• **Objectif visé**: Recopiez chacune des questions numérotées du texte retenu, avec son numéro.

2°) Que se passe-t-il au niveau global ET au niveau local ? Le global est l’intégrale au sens mathématique de tous les phénomènes locaux. Ne pas s’intéresser au local nous rend totalement aveugle sur le global. C’est essentiel. Et souvent le local est tout petit, microscopique. Il faut donc des moyens adaptés pour y accéder.
3°) Que devient le phénomène quand on l’aborde en dynamique plutôt qu’en statique ? Généralement l’aspect statique d’un process ou d’une machine est appréhendé facilement. C’est toujours plus compliqué lors des phases de mouvement ou la vitesse mais encore plus l’accélération modifient les variables. Vivre sur un bateau à quai n’est pas pareil que franchir les 40° rugissants, même si le bateau est identique. Souvent, une valeur ne veut rien dire si on la découple de son mouvement.
4°) Quel est le bon dosage ? La même substance, c’est le cas par exemple des médicaments ou des poisons, peut avoir des effets inverses juste en fonction de la quantité administrée. Là encore la précision de la mesure est essentielle.
5°) Le phénomène est-il continu ou discontinu ? Les deux génèrent des approches totalement différentes, qui ne sont pas substituables.
6°) Que se passe-t-il aux changements de phase ? Les changements de phase ne sont pas présents partout mais quand c’est le cas, ce phénomène est souvent le centre de modifications profondes. C’est en particulier le cas de la température, qui joue un rôle crucial dans tout ce qui est chimique – et presque tout est chimie.
Le travail du réel demande une compréhension fine de la matière, des interactions entre les matières, des effets de nombreux facteurs et des conséquences des changements de procédés – cela demande du métier. Ce qui fait la différence entre les bons et les mauvais produits, c’est la maîtrise de ces phénomènes par les professionnels qui les conçoivent et les utilisent. Ce qui fait la différence entre les bonnes et les mauvaises décisions, c’est la compréhension de ces phénomènes fins.
Sans ces savoir-faire, il n’y a pas de bons produits ou de bons processus, ni d’outil industriel performant et productif. Il n’y a pas de maintenance efficace. Aucun problème n’est soluble en profondeur, donc aucune innovation n’est possible.
Les produits Toyota sont meilleurs que les autres car leurs ingénieurs ont de meilleures connaissances de la matière que les autres. Ces connaissances leur permettent de prendre de meilleures décisions.
Dans le Lean, on se pose en permanence la question de savoir si on pense bien. Cela peut se traduire de la manière suivante :
Mais notre monde aujourd’hui s’écarte de ces principes essentiels et les remplace par la digitalisation et les normes. Et les gens lisent de moins en moins, ce qui conduit à une pensée de plus en plus superficielle. On ne regarde plus le réel, on regarde le monde à travers la donnée et les process. On dissout la relation et le savoir, et on renforce le contrôle.
Nous vivons un film à l’envers. L’immatériel est devenu le monde commun. On ne touche plus, on ne se parle plus. Tout est interfacé. Beaucoup pensent s’y retrouver, mais rarement le client, le patient ou l’usager. Peu de personnels de santé parlent de la continuité des soins, peu de salariés parlent de la satisfaction du client de la société qui les emploie, peu de contrôleurs SNCF parlent du bonheur de leurs usagers d’arriver à l’heure.
Ce que l’on constate, c’est que les gens travaillent globalement de plus en plus pour eux ou pour des indicateurs. Dans une quête de sens qui ne sera jamais réalisée, car le sens est chez le client. Nulle part ailleurs.
Dans un tel contexte, le Lean est le gardien du principe de réalité.
Soyons sérieux. Apprenons à penser juste pour prendre les bonnes décisions. Le lean, le terrain, la matière. Et faisons le bien. En lisant les bons livres et avec un sensei – ça marche.

• **Données fournies**:
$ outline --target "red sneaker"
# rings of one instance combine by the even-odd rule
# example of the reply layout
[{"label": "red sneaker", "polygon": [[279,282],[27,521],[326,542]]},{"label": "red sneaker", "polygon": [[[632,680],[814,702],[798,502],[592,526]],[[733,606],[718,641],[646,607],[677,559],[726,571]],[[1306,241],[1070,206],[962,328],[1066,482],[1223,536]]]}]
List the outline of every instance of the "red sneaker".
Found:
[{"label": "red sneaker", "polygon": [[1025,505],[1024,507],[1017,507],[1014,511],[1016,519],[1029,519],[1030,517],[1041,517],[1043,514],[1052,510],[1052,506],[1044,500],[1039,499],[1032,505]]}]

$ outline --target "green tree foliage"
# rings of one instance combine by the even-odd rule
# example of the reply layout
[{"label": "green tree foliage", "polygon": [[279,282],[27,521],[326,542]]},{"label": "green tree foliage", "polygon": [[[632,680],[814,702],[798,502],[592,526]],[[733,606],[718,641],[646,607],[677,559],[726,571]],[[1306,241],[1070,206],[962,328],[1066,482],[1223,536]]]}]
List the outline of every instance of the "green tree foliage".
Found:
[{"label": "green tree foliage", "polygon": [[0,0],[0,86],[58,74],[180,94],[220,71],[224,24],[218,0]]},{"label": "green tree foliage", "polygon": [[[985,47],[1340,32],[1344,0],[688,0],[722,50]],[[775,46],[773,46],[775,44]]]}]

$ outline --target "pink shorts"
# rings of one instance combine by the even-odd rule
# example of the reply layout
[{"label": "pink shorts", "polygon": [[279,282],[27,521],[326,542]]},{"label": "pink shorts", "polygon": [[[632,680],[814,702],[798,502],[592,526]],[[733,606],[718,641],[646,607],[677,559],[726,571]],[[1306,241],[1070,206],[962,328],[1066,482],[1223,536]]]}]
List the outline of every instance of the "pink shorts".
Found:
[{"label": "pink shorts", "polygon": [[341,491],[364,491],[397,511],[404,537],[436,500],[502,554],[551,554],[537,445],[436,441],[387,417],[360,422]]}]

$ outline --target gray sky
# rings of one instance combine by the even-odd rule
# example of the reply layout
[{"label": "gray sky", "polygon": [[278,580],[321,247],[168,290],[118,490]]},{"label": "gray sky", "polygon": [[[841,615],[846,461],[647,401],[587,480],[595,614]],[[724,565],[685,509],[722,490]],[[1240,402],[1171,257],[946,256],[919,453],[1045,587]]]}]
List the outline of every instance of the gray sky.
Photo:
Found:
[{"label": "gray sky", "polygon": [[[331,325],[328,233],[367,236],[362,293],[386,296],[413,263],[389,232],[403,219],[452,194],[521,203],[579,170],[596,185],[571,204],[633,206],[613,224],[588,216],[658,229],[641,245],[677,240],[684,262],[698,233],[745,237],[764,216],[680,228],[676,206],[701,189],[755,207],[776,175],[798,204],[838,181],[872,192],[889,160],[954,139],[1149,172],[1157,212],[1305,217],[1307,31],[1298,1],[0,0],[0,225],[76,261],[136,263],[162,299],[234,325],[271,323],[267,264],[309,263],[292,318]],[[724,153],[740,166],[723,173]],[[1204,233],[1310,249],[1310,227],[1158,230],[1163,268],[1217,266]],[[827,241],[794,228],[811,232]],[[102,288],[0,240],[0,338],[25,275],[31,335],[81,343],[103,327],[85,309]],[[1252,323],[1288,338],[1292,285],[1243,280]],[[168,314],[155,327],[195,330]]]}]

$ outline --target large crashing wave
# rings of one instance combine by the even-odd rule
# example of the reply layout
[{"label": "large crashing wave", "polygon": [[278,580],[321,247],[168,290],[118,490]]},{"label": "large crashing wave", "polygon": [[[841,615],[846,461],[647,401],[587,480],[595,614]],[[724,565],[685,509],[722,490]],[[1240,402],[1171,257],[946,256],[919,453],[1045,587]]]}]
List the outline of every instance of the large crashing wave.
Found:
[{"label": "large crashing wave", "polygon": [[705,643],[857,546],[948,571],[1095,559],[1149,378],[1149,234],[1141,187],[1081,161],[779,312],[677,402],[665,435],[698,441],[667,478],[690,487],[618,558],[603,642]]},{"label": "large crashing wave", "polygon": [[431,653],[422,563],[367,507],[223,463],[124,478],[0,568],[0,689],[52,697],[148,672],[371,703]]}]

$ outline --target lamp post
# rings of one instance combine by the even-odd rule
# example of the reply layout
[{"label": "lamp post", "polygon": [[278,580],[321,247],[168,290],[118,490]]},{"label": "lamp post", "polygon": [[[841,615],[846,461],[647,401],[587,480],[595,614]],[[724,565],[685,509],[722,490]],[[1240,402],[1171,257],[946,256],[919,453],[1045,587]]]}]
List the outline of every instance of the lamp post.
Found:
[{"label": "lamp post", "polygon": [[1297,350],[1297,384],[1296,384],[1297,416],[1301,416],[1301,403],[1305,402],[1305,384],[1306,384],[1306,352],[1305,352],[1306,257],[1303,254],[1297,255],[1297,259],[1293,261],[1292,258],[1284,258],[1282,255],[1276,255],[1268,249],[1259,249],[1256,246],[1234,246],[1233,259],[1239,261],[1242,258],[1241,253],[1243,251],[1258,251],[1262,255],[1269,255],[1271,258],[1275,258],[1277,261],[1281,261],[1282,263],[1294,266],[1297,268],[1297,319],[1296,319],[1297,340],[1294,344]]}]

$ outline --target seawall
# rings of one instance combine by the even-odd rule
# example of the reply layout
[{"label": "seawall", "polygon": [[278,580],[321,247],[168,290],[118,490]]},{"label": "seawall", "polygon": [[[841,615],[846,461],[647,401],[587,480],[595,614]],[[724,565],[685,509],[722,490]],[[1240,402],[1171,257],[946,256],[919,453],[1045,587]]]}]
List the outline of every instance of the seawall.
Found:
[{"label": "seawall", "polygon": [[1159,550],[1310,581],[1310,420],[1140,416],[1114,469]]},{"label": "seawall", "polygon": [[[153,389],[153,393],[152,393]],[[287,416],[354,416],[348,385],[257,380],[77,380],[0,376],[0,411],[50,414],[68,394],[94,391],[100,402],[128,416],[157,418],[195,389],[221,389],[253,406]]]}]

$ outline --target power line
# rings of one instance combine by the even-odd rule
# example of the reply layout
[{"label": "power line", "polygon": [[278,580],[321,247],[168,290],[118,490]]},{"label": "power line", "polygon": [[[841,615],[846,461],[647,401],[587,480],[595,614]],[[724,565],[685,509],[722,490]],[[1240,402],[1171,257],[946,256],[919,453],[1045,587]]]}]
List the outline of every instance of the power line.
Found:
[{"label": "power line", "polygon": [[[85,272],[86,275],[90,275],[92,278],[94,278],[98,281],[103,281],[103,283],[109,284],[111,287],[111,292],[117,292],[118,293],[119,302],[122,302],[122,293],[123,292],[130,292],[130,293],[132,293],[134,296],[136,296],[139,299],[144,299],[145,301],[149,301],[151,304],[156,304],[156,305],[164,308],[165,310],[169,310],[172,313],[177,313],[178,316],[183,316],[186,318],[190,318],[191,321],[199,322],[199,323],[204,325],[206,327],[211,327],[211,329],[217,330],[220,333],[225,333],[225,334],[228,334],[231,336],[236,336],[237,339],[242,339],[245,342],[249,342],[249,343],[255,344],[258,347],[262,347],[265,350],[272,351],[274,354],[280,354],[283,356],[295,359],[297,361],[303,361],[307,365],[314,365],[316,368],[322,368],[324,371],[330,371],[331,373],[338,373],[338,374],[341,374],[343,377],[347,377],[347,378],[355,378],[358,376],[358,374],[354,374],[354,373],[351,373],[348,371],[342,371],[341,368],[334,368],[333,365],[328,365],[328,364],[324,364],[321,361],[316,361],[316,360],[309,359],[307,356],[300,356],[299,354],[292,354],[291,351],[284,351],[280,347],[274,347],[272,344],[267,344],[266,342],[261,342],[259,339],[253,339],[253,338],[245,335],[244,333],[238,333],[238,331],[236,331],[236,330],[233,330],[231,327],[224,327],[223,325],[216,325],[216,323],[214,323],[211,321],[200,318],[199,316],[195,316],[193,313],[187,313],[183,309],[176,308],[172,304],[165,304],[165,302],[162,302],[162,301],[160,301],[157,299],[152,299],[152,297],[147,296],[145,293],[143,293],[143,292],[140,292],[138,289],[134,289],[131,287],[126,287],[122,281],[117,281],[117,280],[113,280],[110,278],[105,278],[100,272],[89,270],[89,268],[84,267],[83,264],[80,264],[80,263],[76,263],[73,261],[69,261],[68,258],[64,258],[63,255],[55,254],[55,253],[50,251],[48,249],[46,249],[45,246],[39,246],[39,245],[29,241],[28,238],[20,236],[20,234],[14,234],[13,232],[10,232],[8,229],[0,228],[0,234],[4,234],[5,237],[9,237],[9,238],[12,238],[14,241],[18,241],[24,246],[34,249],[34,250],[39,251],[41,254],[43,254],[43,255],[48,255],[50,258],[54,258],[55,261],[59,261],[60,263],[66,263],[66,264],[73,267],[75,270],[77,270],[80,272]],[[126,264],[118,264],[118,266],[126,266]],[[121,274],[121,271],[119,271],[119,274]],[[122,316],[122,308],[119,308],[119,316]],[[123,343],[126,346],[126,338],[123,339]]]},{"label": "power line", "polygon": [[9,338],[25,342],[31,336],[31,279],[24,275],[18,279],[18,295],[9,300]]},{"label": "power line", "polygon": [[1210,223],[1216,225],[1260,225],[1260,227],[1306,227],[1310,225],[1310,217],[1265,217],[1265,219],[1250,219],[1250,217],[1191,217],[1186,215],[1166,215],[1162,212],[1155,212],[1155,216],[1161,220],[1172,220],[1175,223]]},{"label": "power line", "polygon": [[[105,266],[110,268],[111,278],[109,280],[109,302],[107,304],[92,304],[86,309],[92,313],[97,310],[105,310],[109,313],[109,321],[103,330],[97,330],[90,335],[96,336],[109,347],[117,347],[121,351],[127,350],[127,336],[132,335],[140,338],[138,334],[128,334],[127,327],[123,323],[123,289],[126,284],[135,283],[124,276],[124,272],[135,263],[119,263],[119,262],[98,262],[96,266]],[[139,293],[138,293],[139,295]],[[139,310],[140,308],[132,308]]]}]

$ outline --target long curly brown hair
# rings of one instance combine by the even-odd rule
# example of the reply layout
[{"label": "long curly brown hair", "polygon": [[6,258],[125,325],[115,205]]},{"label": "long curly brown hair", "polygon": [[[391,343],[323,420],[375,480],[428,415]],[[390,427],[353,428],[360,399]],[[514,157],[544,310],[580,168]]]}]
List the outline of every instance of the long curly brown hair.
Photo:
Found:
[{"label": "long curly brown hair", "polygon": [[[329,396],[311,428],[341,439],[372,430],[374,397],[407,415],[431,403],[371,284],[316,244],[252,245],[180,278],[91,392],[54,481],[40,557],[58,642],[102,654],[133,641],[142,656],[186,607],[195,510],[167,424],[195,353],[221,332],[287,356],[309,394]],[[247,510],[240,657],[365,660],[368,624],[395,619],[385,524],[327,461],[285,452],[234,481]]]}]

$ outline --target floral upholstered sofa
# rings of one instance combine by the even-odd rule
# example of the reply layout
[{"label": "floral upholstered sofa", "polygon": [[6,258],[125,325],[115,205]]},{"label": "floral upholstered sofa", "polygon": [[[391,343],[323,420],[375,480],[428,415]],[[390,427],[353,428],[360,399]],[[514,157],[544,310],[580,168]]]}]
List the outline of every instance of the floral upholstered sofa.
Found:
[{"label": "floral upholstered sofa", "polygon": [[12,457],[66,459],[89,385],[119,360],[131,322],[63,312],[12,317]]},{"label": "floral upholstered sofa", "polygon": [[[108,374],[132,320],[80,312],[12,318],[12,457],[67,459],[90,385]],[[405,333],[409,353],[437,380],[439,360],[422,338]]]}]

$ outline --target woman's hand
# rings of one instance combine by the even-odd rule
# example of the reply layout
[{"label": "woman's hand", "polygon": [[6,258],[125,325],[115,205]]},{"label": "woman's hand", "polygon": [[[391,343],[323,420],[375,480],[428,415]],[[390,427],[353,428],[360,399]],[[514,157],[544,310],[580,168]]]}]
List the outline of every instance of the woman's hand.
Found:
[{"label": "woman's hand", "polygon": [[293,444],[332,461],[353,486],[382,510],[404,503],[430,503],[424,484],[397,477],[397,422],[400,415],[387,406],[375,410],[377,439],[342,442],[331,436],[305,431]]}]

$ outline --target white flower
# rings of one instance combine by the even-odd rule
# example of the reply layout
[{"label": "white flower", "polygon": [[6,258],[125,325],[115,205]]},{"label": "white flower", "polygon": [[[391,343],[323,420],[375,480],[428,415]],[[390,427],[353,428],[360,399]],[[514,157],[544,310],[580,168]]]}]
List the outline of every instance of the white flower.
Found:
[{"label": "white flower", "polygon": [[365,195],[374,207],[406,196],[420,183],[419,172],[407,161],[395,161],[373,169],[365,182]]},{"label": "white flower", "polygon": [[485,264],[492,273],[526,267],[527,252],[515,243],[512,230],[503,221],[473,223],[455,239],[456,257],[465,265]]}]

• **Tâche accomplie**:
2°) Que se passe-t-il au niveau global ET au niveau local ?
3°) Que devient le phénomène quand on l’aborde en dynamique plutôt qu’en statique ?
4°) Quel est le bon dosage ?
5°) Le phénomène est-il continu ou discontinu ?
6°) Que se passe-t-il aux changements de phase ?